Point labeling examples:
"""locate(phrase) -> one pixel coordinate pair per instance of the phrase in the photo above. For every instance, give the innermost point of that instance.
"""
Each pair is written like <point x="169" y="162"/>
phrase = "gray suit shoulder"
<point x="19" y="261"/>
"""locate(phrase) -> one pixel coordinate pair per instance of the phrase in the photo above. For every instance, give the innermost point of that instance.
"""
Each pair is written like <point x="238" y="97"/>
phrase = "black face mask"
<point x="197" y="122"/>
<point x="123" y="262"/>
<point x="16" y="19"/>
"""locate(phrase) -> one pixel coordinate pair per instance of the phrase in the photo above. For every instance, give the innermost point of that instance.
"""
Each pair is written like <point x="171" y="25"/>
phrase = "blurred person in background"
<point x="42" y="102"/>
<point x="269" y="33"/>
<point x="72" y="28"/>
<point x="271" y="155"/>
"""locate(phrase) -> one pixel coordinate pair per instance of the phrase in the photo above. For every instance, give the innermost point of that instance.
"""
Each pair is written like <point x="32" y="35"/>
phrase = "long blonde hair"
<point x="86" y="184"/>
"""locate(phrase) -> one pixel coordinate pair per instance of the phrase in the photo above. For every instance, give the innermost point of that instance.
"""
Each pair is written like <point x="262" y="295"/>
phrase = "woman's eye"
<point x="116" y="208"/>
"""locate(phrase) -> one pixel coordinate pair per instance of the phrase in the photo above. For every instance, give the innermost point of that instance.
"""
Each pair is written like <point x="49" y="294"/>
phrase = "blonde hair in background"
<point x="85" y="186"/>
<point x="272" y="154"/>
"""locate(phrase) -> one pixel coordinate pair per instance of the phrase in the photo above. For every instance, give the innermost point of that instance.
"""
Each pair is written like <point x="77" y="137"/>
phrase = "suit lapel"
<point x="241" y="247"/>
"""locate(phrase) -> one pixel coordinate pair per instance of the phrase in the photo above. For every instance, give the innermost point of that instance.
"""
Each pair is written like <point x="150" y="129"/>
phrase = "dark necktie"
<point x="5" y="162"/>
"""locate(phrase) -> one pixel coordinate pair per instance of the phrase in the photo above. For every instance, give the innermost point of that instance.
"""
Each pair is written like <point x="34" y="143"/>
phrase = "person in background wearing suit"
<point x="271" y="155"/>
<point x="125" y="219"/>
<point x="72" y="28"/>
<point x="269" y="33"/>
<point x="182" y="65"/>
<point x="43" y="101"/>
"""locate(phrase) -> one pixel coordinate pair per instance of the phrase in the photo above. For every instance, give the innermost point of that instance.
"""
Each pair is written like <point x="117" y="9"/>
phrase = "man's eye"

▶ GIVEN EXERCISE: Quote each line of the listing above exactly.

▶ ANSWER FOR THE TASK:
"""locate(phrase) -> one pixel coordinate pair per instance of the phrase in the photo above. For every instance, give the innermost point of that instance.
"""
Each pair is written like <point x="169" y="162"/>
phrase = "gray suit shoulder"
<point x="19" y="261"/>
"""locate(phrase) -> one pixel coordinate pair per instance of the phrase in the photo above. For every instance, give the innermost point of that instance.
"""
Each pair is written like <point x="238" y="97"/>
phrase = "black face mask"
<point x="197" y="122"/>
<point x="123" y="262"/>
<point x="16" y="19"/>
"""locate(phrase) -> one pixel coordinate pair per instance of the phrase in the photo above. For every instance, give the innermost point of that instance.
"""
Each pair is written like <point x="171" y="25"/>
phrase = "blurred person in background"
<point x="42" y="102"/>
<point x="269" y="33"/>
<point x="72" y="28"/>
<point x="271" y="155"/>
"""locate(phrase) -> one pixel coordinate pair per instance of the phrase in the photo above. For every instance, give the innermost point of that instance.
"""
Each pair is written like <point x="32" y="35"/>
phrase = "long blonde hair"
<point x="86" y="184"/>
"""locate(phrase) -> one pixel coordinate pair per instance of the phrase in the photo above. For every instance, give the innermost point of that instance.
"""
Each pair is written like <point x="262" y="295"/>
phrase = "woman's eye"
<point x="116" y="208"/>
"""locate(phrase) -> one pixel coordinate pair per instance of the phrase in the photo above. For every instance, give the innermost point of that instance.
"""
Each pair is written like <point x="49" y="294"/>
phrase = "blonde hair in background"
<point x="85" y="186"/>
<point x="272" y="154"/>
"""locate(phrase) -> one pixel coordinate pair per instance of the phrase in the photo above. For every instance, give the innermost point of that instance.
"""
Each pair is written like <point x="77" y="137"/>
phrase = "suit lapel"
<point x="241" y="247"/>
"""locate(phrase) -> one pixel coordinate pair per instance of the phrase in the photo above. For every instance, give the innermost point of that instance.
"""
Each pair is written like <point x="150" y="129"/>
phrase = "dark necktie"
<point x="5" y="162"/>
"""locate(phrase) -> one pixel coordinate pair per instance of the phrase in the photo above. For every instance, give the innermost point of that instance.
"""
Each pair is written like <point x="34" y="143"/>
phrase = "person in background wearing suit"
<point x="271" y="155"/>
<point x="125" y="219"/>
<point x="72" y="28"/>
<point x="269" y="33"/>
<point x="182" y="65"/>
<point x="43" y="101"/>
"""locate(phrase) -> one pixel coordinate pair per instance of the phrase in the photo above. For every instance, give the innermost point of that instance.
"""
Each pair is written like <point x="117" y="9"/>
phrase = "man's eye"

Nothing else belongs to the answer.